Witness: My father died after an injection

21.05.2003 LISTEN
By gna

A witness on Tuesday told the National Reconciliation Commission that his father, Mr Samuel Kofi Lateef died on July 14, 1987 at the 37 Military Hospital after an injection just after lunch.

According to Mr Lateef Abdul Gaffer, prior to that an injection wrongly administered at the left side of his neck had left him paralysed for a year.

He said his father was picked up by the late Warrant Officer Tetteh, former bodyguard of the Chairman of the erstwhile Provisional National Defence Council (PNDC) locked up in the Castle Guardroom on a false charge by one Major Hayford, whom his father had dismissed for financial mismanagement.

He said Major Hayford, then employed as General Manager of his father's fishing business, reported his father to General Arnold Quainoo, then Army Commander, that his father was running an illegal business.

According to Mr Gaffer, an instructor in Information Technology who said he was 15 years when his father was arrested in 1986, he had snippets of information from his step-mother and a friend of his father that a Committee headed by one Colonel Osei Wusu to investigate the charges against his father later dropped the allegations.

However, his father was jailed in Nsawam Prisons, where his health deteriorated.

» **Problem set**:
**a.** In the news report, at which hospital did Mr Samuel Kofi Lateef die?
**b.** Reproduce the news report from "21.05.2003 LISTEN" up to and including "for a year.".
The records are separate material and unrelated to the news report.

» **Given entries**:
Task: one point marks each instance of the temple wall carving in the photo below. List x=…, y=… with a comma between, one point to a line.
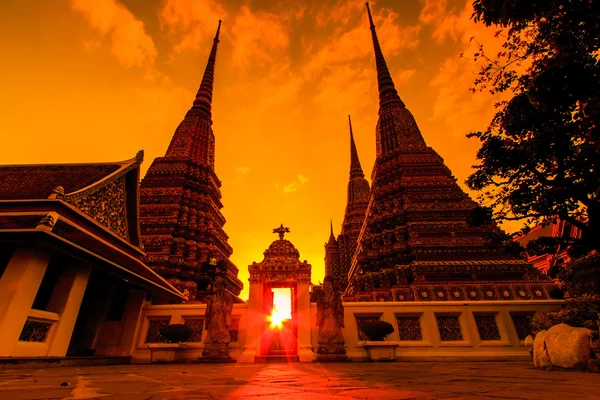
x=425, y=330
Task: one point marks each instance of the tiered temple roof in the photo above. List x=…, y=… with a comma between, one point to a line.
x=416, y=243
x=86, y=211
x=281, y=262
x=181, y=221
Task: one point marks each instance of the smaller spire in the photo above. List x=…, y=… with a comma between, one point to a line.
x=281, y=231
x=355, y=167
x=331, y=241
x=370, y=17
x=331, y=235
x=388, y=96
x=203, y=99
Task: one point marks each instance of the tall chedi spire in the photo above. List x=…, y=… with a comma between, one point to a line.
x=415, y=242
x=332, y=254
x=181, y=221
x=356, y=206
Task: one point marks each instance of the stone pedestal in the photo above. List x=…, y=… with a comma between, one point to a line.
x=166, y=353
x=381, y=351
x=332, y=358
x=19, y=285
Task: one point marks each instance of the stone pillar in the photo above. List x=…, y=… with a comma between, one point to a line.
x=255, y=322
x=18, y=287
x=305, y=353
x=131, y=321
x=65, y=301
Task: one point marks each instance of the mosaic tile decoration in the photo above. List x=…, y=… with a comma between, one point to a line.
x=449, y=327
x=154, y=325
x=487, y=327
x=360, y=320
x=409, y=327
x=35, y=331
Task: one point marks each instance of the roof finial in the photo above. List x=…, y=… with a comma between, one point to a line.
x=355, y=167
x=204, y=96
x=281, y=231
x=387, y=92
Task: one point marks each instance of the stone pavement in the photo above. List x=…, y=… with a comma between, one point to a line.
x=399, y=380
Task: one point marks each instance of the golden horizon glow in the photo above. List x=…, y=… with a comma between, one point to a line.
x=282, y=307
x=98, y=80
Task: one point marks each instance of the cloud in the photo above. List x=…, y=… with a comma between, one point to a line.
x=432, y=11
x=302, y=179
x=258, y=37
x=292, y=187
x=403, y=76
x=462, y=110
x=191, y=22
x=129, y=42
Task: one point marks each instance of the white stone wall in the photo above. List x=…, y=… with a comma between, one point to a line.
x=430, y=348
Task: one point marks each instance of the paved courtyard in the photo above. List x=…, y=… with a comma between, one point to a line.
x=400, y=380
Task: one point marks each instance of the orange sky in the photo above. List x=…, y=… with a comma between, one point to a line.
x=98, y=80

» **List of solutions**:
**a.** The 37 Military Hospital.

**b.**
21.05.2003 LISTEN
By gna

A witness on Tuesday told the National Reconciliation Commission that his father, Mr Samuel Kofi Lateef died on July 14, 1987 at the 37 Military Hospital after an injection just after lunch.

According to Mr Lateef Abdul Gaffer, prior to that an injection wrongly administered at the left side of his neck had left him paralysed for a year.